● Questões de estudo:
(a) Edite o texto sobre o isolamento no Peru de "Outro fator foi" a "realizar trabalhos temporários.", substituindo "Lima" por "Cusco".
(b) Liste todas as cidades mencionadas no texto sobre o isolamento no Peru.

● Texto selecionado:
Isolamento peruano esbarrou no mercado informal
Comércio de rua faz parte da cultura, principalmente entre indígenas
Carlos MAMANI/AFP/JC
O presidente peruano, Martín Vizcarra, foi um dos primeiros líderes da América Latina a implementar uma quarentena dura, em 16 de março. O governo fechou as fronteiras e decretou que apenas trabalhadores essenciais tinham permissão para sair de casa. Além disso, apenas uma pessoa por família estava autorizada a ir ao supermercado ou à farmácia, em horários restritos.
As medidas de isolamento, porém, não funcionaram. Um dos motivos é que o país tem um mercado informal de 72,6% da população (segundo dados do Instituto Nacional de Estatística). Assim, muita gente foi obrigada a continuar saindo todos os dias para ganhar seu sustento.
O grande número de mercados informais e na rua também foi um vetor de rápida contaminação. Os mercados fazem parte da cultura local, muito enraizada principalmente entre a população de ascendência indígena e nas comunidades rurais.
Outro fator foi o deslocamento interno. Metrópoles como Lima, Arequipa e Piura costumam receber uma população que vive no interior e viaja para realizar trabalhos temporários.

Registros armazenados:
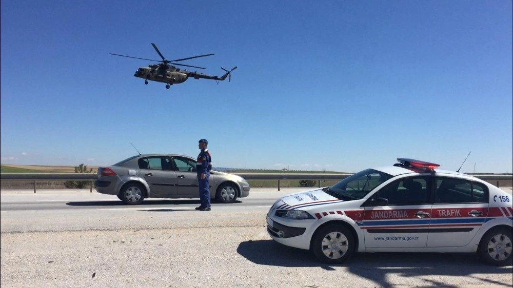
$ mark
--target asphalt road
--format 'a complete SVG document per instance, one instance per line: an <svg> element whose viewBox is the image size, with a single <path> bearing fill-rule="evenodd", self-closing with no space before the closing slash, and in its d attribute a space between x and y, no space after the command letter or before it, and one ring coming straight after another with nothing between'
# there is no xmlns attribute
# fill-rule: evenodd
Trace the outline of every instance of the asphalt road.
<svg viewBox="0 0 513 288"><path fill-rule="evenodd" d="M212 210L137 207L81 191L2 191L2 287L511 287L474 254L357 254L328 266L271 239L265 214L298 189L254 189ZM509 190L510 193L510 190Z"/></svg>

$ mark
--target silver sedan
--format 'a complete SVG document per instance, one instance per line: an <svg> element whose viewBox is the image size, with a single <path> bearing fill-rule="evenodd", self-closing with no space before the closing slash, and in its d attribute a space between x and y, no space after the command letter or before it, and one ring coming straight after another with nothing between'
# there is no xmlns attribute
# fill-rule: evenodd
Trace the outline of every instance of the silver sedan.
<svg viewBox="0 0 513 288"><path fill-rule="evenodd" d="M199 198L196 159L176 154L139 155L98 169L94 182L98 193L116 195L126 204L141 204L146 198ZM212 170L210 197L232 203L249 195L243 178Z"/></svg>

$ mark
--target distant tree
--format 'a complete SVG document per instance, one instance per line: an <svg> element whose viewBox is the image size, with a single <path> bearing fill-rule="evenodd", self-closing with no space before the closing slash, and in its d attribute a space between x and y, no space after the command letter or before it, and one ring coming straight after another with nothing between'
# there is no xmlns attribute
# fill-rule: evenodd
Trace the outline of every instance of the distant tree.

● Respostas abaixo:
(a)
Outro fator foi o deslocamento interno. Metrópoles como Cusco, Arequipa e Piura costumam receber uma população que vive no interior e viaja para realizar trabalhos temporários.

(b) Lima, Arequipa, Piura